Tugas Wajib:
[a] Sebutkan semua paham yang, menurut teks tentang UUD 1945, menjadi dasar negara yang dijiplak dari bangsa lain.
[b] Lanjutkan teks tentang UUD 1945 mulai dari kalimat terakhir yang ditampilkan.

Teks yang Ditampilkan:
Pilpres dan Pendukungnya Pengecut: Mengganti Tatanegara Dengan Neo Liberalism
Apa yang dilakukan para pengamandemen UUD 1945 seharusnya malu telah menguubah Pancasila dengan kosep gotong-royong dan keadilan sosial, menjiplak dari bangsa lain dan negara didasarkan atas individualisme, liberalisme, dan Kapitalisme.
Oleh: Prihandoyo Kuswanto, Ketua Pusat Studi Kajian Rumah Pancasila
DALAM Sidang II BPUPKI, Panitia Kecil Perancang UUD, setelah mengkaji belasan konstitusi dari negara-negara merdeka dan berpengaruh di dunia, seperti Konstitusi-konstitusi USA, Inggris, Weimar (Nama sebelum menjadi Jerman), Jermania, Perancis, Belanda, Cekoslovakia, Jepang, Philipina, Uni Sovyet, Burma, dan lain-lain, BPUPKI kemudian lebih memilih sistem sendiri dalam ketata-negaraannya. Yang dikenal oleh dunia pada saat itu adalah sistem presidensial (USA) dan sistem parlementer (Inggris).
Sistem presidensial ala USA, ditolak. Sistem parlementer ala Inggris juga ditolak. Panitia Kecil Perancang UUD kemudian menciptakan apa yang kemudian disebut dengan Sistem Majelis Permusyawaratan Rakyat (MPR). MPR ini dirancang sebagai penjelmaan dari seluruh rakyat Indonesia.
Sistem MPR ini diyakini merupakan perwujudan dari kedaulatan rakyat itu sendiri, bukan kedaulatan individu. Kedaulatan rakyat di dalam keanekaragaman rakyat Indonesia yang ber-bhinnekat unggal Ika baik dalam suku, agama, ras, golongan adat istiadat maupun bahasa.

(Data anotasi berbasis titik)
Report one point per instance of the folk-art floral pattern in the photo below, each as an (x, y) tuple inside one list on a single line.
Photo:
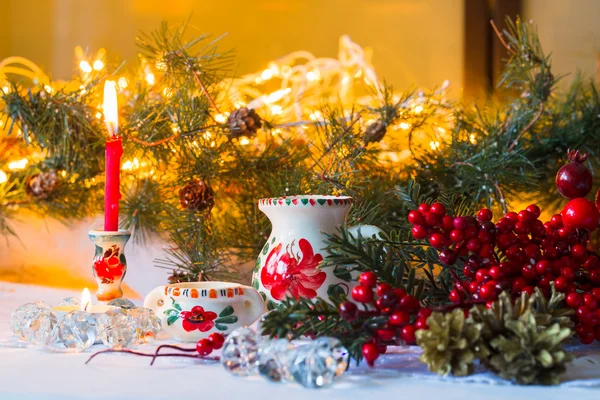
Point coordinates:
[(109, 264), (200, 319), (293, 275)]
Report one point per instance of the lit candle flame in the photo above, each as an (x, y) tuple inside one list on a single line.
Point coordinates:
[(86, 300), (111, 113)]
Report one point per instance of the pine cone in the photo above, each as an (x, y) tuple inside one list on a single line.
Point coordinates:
[(451, 344), (529, 354), (243, 122), (197, 195), (374, 132), (42, 185)]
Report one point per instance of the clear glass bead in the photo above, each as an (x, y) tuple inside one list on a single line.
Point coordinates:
[(274, 359), (147, 325), (240, 352), (122, 303), (69, 301), (116, 328), (77, 330), (40, 327), (318, 363)]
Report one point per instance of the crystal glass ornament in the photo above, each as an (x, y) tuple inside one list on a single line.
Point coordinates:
[(123, 303), (318, 363), (116, 328), (240, 352), (69, 301), (40, 327), (77, 330), (274, 359), (19, 316), (147, 325)]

Jawaban yang Diharapkan:
[a] Individualisme, liberalisme, dan Kapitalisme.

[b]
Di dalam MPR inilah seluruh rakyat Indonesia melalui wakil-wakilnya berkumpul atau dikumpulkan (collecting) untuk melakukan permusyawaratan guna merumuskan haluan negara (GBHN), memilih dan meminta pertanggungjawaban presiden/wakil presiden,serta membuat dan mengubah Undang-undang Dasar.
Kedaulatan rakyat (bukan kedaulatan individu) adalah kedaulatan rakyat dalam pengertian jamak, bukan individu. Sesuai dengan sifat sosial dari masyarakat yang hidup dalam kelompok-kelompok, maka dengan keterwakilan dari kelompok-kelompok, golongan-golongan itulah rakyat terwakili kedaulatannya di dalam lembaga MPR.
Karena itulah MPR di dalam ketatanegaraan Negara Republik Indonesia sebagai lembaga tertinggi negara.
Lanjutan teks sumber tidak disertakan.